- **Excerpted text**:
* * * * *

In addition, the hydroxyl groups in positions 3’ and 4’ of ring B of Hyp were found to possess high *OH-scavenging activity [103]. Hence, further investigations on SAR analysis of Hyp need to be performed to elucidate the SAR relationship of beneficial actions of Hyp against liver diseases.

In addition to the Hyp-induced alterations of oxidative stress against liver injury, it has been reported that several mechanisms are involved in the pharmacological effects of Hyp responsible for ameliorating viral infection, steatosis, and HCC. Hyp exerted antiviral effects via the inhibition of the formation of hepatic cccDNA along with the suppressed Th1 cytokine secretion in mouse spleen lymphocytes. In regard to hepatic steatosis, Hyp attenuated the lipid accumulation in liver by preserving hepatic lipid and bile acid homeostasis via the regulation of PPARγ, FXR, LXRα, ACC, SREBP, cholesterol 7α-hydroxylase (CYP7A1), and CYP27A1. It has also been demonstrated that the anticancer properties of Hyp are attributed to cell cycle arrest and the PI3K/AKT signaling pathway.

Since the early 1960s, Hyp has been reported to be isolated from over 30 herbal plants via various extraction technologies; however, Hyp involved in the effects for the treatment of liver diseases in the present study has been isolated from eight species of medicinal plants: Hyp derived from Artemisia capillaris and Zanthoxylum bungeanum showed hepatoprotective and anti-inflammatory effects; Hyp obtained from Abelmoschus manihot exerted hepatoprotective and antiviral effects; Hyp from Zanthoxylum schinifolium, Apocynum venetum, Canarium album, and Cuphobia nematocypha showed hepatoprotective activities; and Hyp from Hypericum patulum had antisteatotic effects.

Among them, further investigation is required to evaluate the role of Hyp as an active constituents of Artemisia capillaris—a well-known herbal plant frequently used for treating liver disease [104]. In addition, based on above medicinal plants containing Hyp, further studies on efficient and economic extraction methods maximizing the purity and yield are needed [14,95]. Hence, Hyp may be an active compound present in various herbal plants that can be widely applied in clinical settings owing to its hepatoprotective, antiviral, antisteatotic, anti-inflammatory, antifibrotic, and anticancer activities.

* * * * *

- **Exercise set**:
**1)** Retype the passage on Hyp and liver disease word for word, beginning at "Among them, further" and stopping after "and anticancer activities.".
**2)** Write what comes next in the passage on Hyp and liver disease, picking up after its final sentence.

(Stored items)
* * * * *

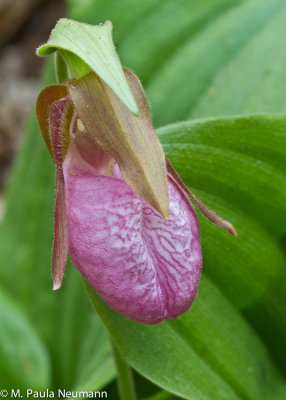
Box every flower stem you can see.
[111,339,137,400]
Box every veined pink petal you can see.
[63,145,202,324]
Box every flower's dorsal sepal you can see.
[68,70,169,219]
[49,97,73,290]
[36,85,67,162]
[37,18,138,115]
[166,158,237,236]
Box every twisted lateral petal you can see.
[68,69,169,219]
[63,153,202,324]
[48,98,73,290]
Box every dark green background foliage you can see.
[0,0,286,400]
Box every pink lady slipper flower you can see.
[37,70,235,324]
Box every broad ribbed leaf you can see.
[85,116,286,400]
[0,0,286,400]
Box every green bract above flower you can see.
[37,18,138,115]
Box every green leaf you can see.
[143,0,286,126]
[37,18,138,115]
[84,115,286,400]
[0,290,50,390]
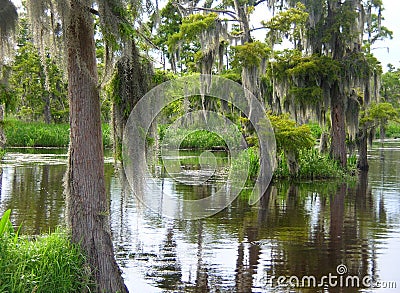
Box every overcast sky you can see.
[12,0,400,71]
[373,0,400,71]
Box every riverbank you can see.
[0,210,90,293]
[3,119,111,147]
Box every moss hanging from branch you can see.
[0,0,18,59]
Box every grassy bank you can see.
[386,122,400,138]
[274,149,357,179]
[4,119,111,147]
[0,211,90,293]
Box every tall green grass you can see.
[274,149,357,179]
[0,211,91,293]
[4,119,111,147]
[386,122,400,138]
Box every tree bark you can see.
[66,0,127,292]
[330,82,347,167]
[357,126,369,171]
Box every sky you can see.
[373,0,400,71]
[11,0,400,72]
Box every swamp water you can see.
[0,140,400,293]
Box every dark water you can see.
[0,141,400,292]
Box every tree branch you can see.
[173,2,237,20]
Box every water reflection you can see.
[0,142,400,292]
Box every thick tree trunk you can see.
[330,83,347,167]
[319,131,329,154]
[66,0,127,292]
[357,126,369,171]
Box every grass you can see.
[159,125,226,150]
[0,211,91,293]
[4,119,111,147]
[384,122,400,138]
[274,149,357,179]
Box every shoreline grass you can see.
[3,119,111,147]
[0,210,92,293]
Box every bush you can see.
[4,119,111,147]
[0,211,90,292]
[386,122,400,138]
[274,149,357,179]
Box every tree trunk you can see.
[357,126,369,171]
[66,0,127,292]
[319,131,329,154]
[284,150,300,178]
[43,93,51,124]
[330,82,347,167]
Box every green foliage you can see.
[232,41,271,67]
[385,122,400,138]
[7,19,68,122]
[160,127,226,149]
[231,147,260,181]
[268,113,315,153]
[4,119,111,147]
[380,66,400,108]
[360,102,400,127]
[269,50,342,106]
[168,13,218,52]
[274,148,356,179]
[0,210,91,293]
[262,2,308,45]
[4,119,69,147]
[152,69,177,85]
[307,123,322,139]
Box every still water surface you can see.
[0,141,400,293]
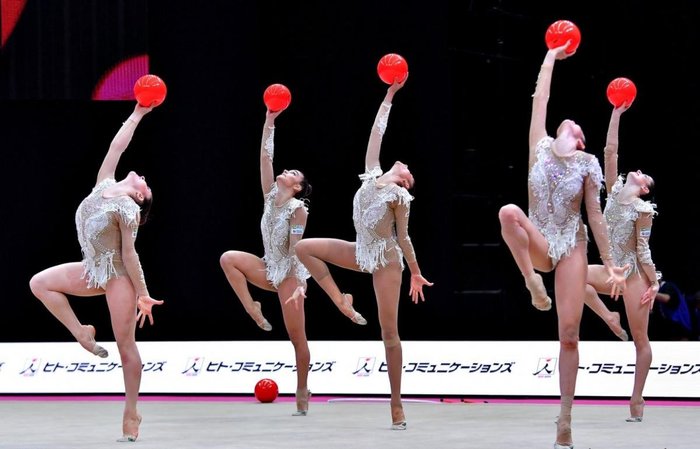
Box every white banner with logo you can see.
[0,341,700,398]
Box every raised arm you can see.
[529,42,575,167]
[260,109,282,195]
[96,103,152,184]
[119,215,163,327]
[605,106,627,194]
[583,168,628,299]
[365,76,408,170]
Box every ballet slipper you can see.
[117,415,141,443]
[79,324,109,359]
[340,293,367,326]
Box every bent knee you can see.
[29,273,47,296]
[382,331,401,348]
[498,204,523,223]
[219,251,238,268]
[559,330,579,349]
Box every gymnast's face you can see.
[557,119,586,150]
[126,171,153,203]
[627,170,654,195]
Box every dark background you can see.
[0,0,700,342]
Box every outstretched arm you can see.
[528,41,575,167]
[260,109,282,195]
[605,106,628,194]
[96,103,153,184]
[365,76,408,170]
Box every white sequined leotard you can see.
[605,175,656,280]
[75,178,140,288]
[260,183,311,288]
[528,136,607,266]
[352,167,416,273]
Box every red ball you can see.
[377,53,408,84]
[134,75,168,108]
[263,84,292,112]
[255,379,279,402]
[607,78,637,108]
[544,20,581,54]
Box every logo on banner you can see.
[19,359,41,377]
[532,357,558,377]
[181,357,204,377]
[352,357,376,377]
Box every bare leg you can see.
[498,204,552,310]
[278,278,311,416]
[219,251,275,331]
[372,263,406,430]
[623,274,652,422]
[554,242,588,446]
[294,238,367,325]
[107,277,143,440]
[585,265,629,341]
[29,262,108,358]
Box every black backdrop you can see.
[0,0,700,341]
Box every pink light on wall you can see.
[92,55,149,100]
[0,0,27,47]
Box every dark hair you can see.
[139,195,153,226]
[639,179,656,203]
[294,175,311,200]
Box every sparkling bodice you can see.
[528,137,603,264]
[260,183,310,288]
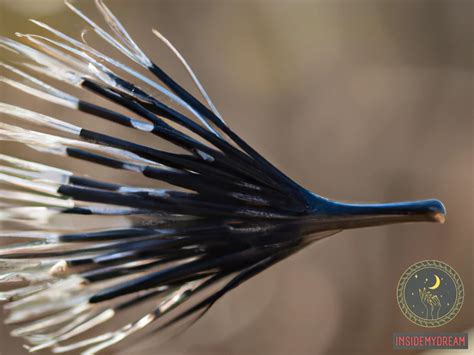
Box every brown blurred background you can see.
[0,0,474,355]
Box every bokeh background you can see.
[0,0,468,355]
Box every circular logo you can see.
[397,260,464,328]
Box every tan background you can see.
[0,0,474,355]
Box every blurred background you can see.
[0,0,474,355]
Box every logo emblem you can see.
[397,260,464,328]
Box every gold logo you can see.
[397,260,464,328]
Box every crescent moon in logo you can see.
[428,274,441,290]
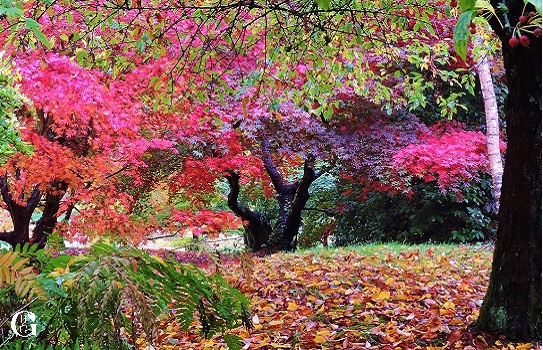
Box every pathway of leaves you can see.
[151,246,536,350]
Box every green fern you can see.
[0,251,46,299]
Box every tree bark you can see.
[225,157,318,252]
[476,36,503,210]
[32,182,68,248]
[0,174,41,248]
[225,171,272,252]
[475,0,542,341]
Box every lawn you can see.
[147,244,538,349]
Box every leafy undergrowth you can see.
[141,245,538,350]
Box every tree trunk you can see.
[0,173,41,248]
[225,157,318,252]
[476,36,503,210]
[475,4,542,341]
[226,171,272,252]
[32,182,68,248]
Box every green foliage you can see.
[1,243,251,349]
[298,174,339,249]
[453,10,477,61]
[335,175,496,246]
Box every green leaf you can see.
[453,11,477,61]
[315,0,331,11]
[460,0,476,12]
[25,18,52,49]
[524,0,542,15]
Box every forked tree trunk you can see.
[476,36,503,209]
[475,0,542,341]
[0,176,67,247]
[225,157,318,252]
[225,171,272,252]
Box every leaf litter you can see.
[148,245,541,350]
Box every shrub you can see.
[334,174,496,246]
[0,243,251,349]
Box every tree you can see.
[456,1,542,340]
[476,36,503,208]
[0,0,541,339]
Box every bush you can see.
[0,243,251,349]
[334,174,497,246]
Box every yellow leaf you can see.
[287,301,298,311]
[443,301,456,310]
[385,277,396,286]
[373,291,390,300]
[313,335,326,344]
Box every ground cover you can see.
[147,244,540,350]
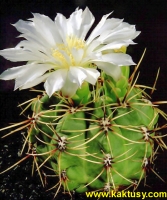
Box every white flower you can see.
[0,8,139,96]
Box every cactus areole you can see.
[0,8,166,196]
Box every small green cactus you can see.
[1,7,167,196]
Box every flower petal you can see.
[44,69,67,97]
[87,12,112,44]
[61,76,78,97]
[68,67,87,87]
[0,48,39,62]
[83,68,100,85]
[15,64,54,90]
[19,73,50,90]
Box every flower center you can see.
[52,36,85,68]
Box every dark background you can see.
[0,0,167,200]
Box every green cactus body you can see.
[17,67,162,193]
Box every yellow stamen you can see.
[52,36,85,68]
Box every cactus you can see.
[1,7,167,196]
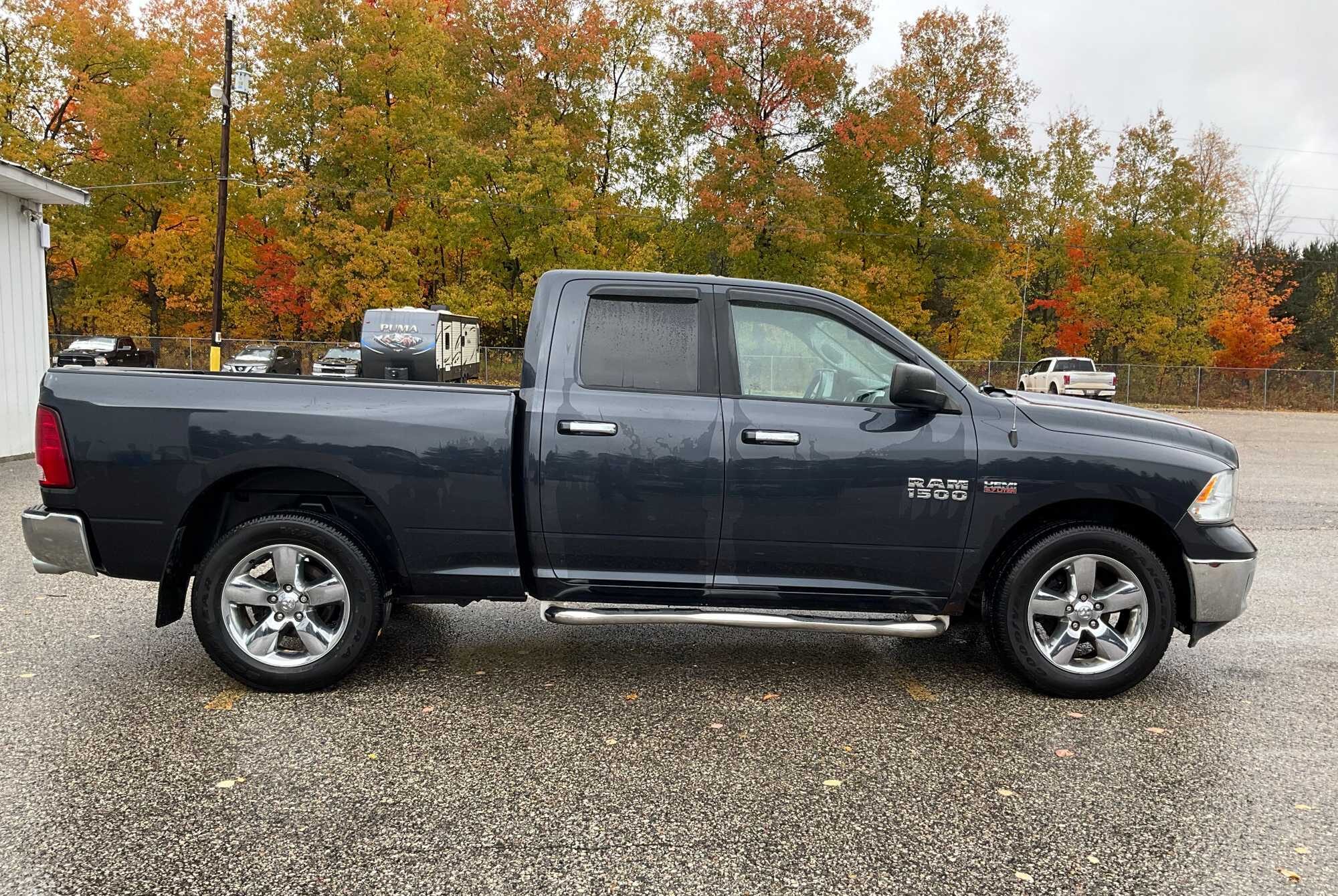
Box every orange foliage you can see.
[1208,258,1297,368]
[1030,222,1098,356]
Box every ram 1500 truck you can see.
[23,270,1255,697]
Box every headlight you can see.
[1189,469,1236,523]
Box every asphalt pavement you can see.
[0,412,1338,896]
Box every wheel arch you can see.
[155,467,408,627]
[966,497,1189,631]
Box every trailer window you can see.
[581,297,697,392]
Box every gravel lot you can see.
[0,412,1338,896]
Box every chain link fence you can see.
[51,334,1338,411]
[949,360,1338,411]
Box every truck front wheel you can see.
[986,524,1175,697]
[190,514,384,691]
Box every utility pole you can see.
[209,13,233,370]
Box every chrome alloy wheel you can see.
[221,544,349,667]
[1028,554,1148,675]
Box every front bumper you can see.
[1184,556,1258,647]
[23,507,98,575]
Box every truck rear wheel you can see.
[985,524,1175,697]
[191,514,385,691]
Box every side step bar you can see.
[539,600,949,638]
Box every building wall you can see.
[0,193,51,457]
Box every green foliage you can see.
[0,0,1338,366]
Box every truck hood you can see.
[1013,392,1240,467]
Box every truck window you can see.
[729,302,899,401]
[581,296,698,392]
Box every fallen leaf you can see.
[205,687,246,710]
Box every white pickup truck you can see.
[1017,357,1116,401]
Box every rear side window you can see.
[581,296,700,392]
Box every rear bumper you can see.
[23,506,98,575]
[1184,556,1258,647]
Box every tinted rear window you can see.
[581,297,697,392]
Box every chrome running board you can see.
[539,600,949,638]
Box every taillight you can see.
[36,404,75,488]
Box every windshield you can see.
[70,336,116,352]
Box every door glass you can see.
[729,302,900,403]
[581,297,697,392]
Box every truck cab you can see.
[24,270,1255,697]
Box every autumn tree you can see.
[1207,258,1297,368]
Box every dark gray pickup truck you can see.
[23,270,1255,697]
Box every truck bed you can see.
[40,368,523,596]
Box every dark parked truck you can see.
[23,271,1255,697]
[52,336,157,368]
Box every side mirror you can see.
[887,364,947,412]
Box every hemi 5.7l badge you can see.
[906,476,971,501]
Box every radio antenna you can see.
[1008,242,1032,448]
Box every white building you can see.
[0,159,88,457]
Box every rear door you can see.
[539,279,724,588]
[716,288,975,596]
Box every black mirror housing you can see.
[887,364,947,412]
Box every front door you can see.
[539,279,724,588]
[716,288,975,598]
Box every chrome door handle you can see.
[741,429,799,445]
[558,420,618,436]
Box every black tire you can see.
[190,514,387,691]
[982,523,1176,698]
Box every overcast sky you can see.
[854,0,1338,242]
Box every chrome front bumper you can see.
[1184,556,1259,647]
[23,507,98,575]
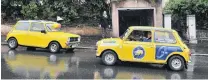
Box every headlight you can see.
[96,41,100,46]
[78,37,81,42]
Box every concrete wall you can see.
[112,0,163,37]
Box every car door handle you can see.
[147,45,154,48]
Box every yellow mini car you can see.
[6,20,81,53]
[96,26,191,71]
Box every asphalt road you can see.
[1,45,208,79]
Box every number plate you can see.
[72,44,78,48]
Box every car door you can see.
[154,30,182,61]
[122,30,155,62]
[12,22,30,45]
[28,22,47,47]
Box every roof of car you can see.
[18,20,56,22]
[129,26,174,31]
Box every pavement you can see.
[1,35,101,49]
[1,45,208,79]
[1,36,208,56]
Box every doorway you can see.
[118,8,154,35]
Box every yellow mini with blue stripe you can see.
[96,26,191,71]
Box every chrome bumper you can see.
[66,42,80,48]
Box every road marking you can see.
[191,54,208,56]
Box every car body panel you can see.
[96,26,190,64]
[6,20,81,48]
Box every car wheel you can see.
[102,51,117,66]
[8,38,18,49]
[49,42,60,53]
[27,47,36,51]
[67,48,74,51]
[168,56,185,71]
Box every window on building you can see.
[155,31,176,43]
[30,23,45,32]
[15,22,30,31]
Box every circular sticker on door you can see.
[133,46,145,59]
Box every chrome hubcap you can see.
[104,68,114,77]
[51,44,58,52]
[105,54,115,64]
[9,40,16,48]
[171,59,182,69]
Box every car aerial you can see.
[96,26,191,71]
[6,20,81,53]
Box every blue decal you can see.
[133,46,145,59]
[156,46,182,60]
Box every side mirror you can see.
[40,30,46,34]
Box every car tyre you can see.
[67,48,74,52]
[102,50,117,66]
[7,38,18,49]
[27,47,36,51]
[49,42,60,53]
[168,56,185,71]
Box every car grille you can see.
[70,37,78,42]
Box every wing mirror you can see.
[40,30,46,34]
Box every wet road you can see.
[1,45,208,79]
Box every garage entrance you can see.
[118,9,154,35]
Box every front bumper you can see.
[65,42,80,48]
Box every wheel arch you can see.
[166,54,187,68]
[100,49,119,59]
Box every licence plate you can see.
[72,44,78,48]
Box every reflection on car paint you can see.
[156,45,182,60]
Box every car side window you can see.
[15,22,30,31]
[154,31,176,44]
[128,30,152,42]
[30,23,45,32]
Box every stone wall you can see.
[196,30,208,40]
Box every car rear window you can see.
[30,22,45,32]
[15,22,30,31]
[155,31,176,43]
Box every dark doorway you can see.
[118,9,154,35]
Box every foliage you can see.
[164,0,208,29]
[1,0,109,24]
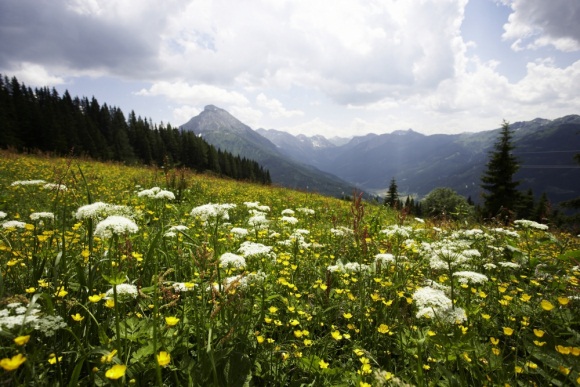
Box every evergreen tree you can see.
[481,120,520,221]
[385,177,399,208]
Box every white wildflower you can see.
[191,203,236,222]
[171,282,195,293]
[220,253,246,268]
[75,202,133,220]
[375,254,395,265]
[42,183,68,191]
[280,216,298,224]
[330,226,353,237]
[163,224,189,238]
[514,219,548,231]
[491,227,520,238]
[94,215,139,239]
[238,241,272,258]
[244,202,270,212]
[10,180,46,187]
[105,284,139,301]
[453,271,488,284]
[497,262,520,269]
[248,213,270,230]
[296,208,315,215]
[230,227,248,239]
[2,220,26,229]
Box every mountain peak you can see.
[203,105,223,112]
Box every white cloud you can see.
[256,93,304,118]
[12,62,65,86]
[503,0,580,51]
[173,105,201,125]
[136,81,249,106]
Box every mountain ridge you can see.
[180,105,362,197]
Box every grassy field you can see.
[0,152,580,386]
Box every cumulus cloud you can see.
[503,0,580,51]
[256,93,304,118]
[136,81,249,106]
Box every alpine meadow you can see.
[0,151,580,386]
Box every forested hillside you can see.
[0,76,270,184]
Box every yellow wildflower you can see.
[0,353,26,371]
[540,300,554,312]
[14,335,30,345]
[48,353,62,365]
[105,364,127,380]
[157,351,171,367]
[165,316,179,327]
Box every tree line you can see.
[384,121,580,227]
[0,74,271,184]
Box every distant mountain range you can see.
[180,105,355,197]
[181,106,580,203]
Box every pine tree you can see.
[481,120,520,221]
[385,177,399,208]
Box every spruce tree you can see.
[385,177,399,208]
[481,120,520,221]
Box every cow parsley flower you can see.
[163,224,189,238]
[330,226,353,237]
[238,241,272,258]
[280,216,298,224]
[497,262,520,269]
[10,180,46,187]
[75,202,133,220]
[514,219,548,231]
[326,260,370,273]
[94,215,139,239]
[244,202,270,212]
[137,187,175,200]
[230,227,248,238]
[220,253,246,268]
[375,254,395,265]
[2,220,26,229]
[105,284,139,301]
[248,213,270,230]
[191,203,236,222]
[453,271,488,284]
[282,208,294,216]
[42,183,68,191]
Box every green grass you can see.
[0,153,580,386]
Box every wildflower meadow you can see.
[0,152,580,386]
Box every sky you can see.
[0,0,580,137]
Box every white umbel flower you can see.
[220,253,246,268]
[94,215,139,239]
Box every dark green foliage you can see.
[0,75,271,184]
[481,120,521,220]
[422,187,472,219]
[385,177,399,208]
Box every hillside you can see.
[260,115,580,203]
[180,105,354,196]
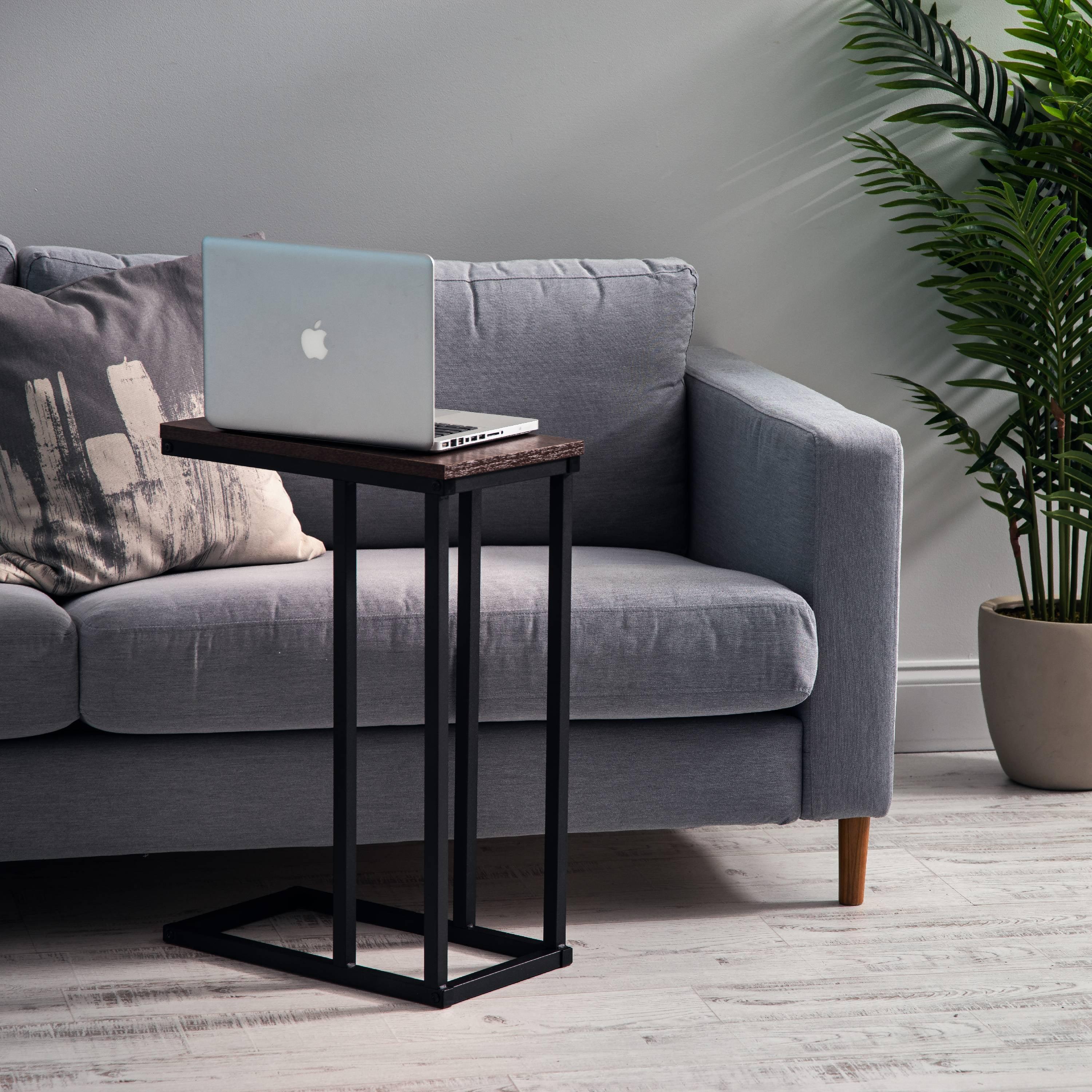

* * * * *

- **Task-by-task answers**:
**1)**
Among them, further investigation is required to evaluate the role of Hyp as an active constituents of Artemisia capillaris—a well-known herbal plant frequently used for treating liver disease [104]. In addition, based on above medicinal plants containing Hyp, further studies on efficient and economic extraction methods maximizing the purity and yield are needed [14,95]. Hence, Hyp may be an active compound present in various herbal plants that can be widely applied in clinical settings owing to its hepatoprotective, antiviral, antisteatotic, anti-inflammatory, antifibrotic, and anticancer activities.

**2)**
In addition, the antioxidant properties of Hyp can be extended to the suppression of glycative stress, which can take place in various liver diseases [105]. Although Hyp attenuated advanced glycation end-products (AGEs) in ECV304 bladder cancer cells and suppressed apoptosis and necrosis in AGEs-induced podocytes, there still exists no study describing the relationship of antiglycant effects of Hyp with liver disorders [106,107]. Thus, relevant further studies need to be performed to strengthen and support pharmacological effects of Hyp in liver disorders.

This review provides evidence for the use of Hyp in various liver diseases. Most liver diseases, such as NAFLD, DILI, hepatitis, and liver cirrhosis, are closely associated with oxidative-stress-induced injury, particularly in the early stages of hepatic disorders. Hence, Hyp can improve liver function and reverse pathological changes, which are mainly mediated by antioxidant signaling.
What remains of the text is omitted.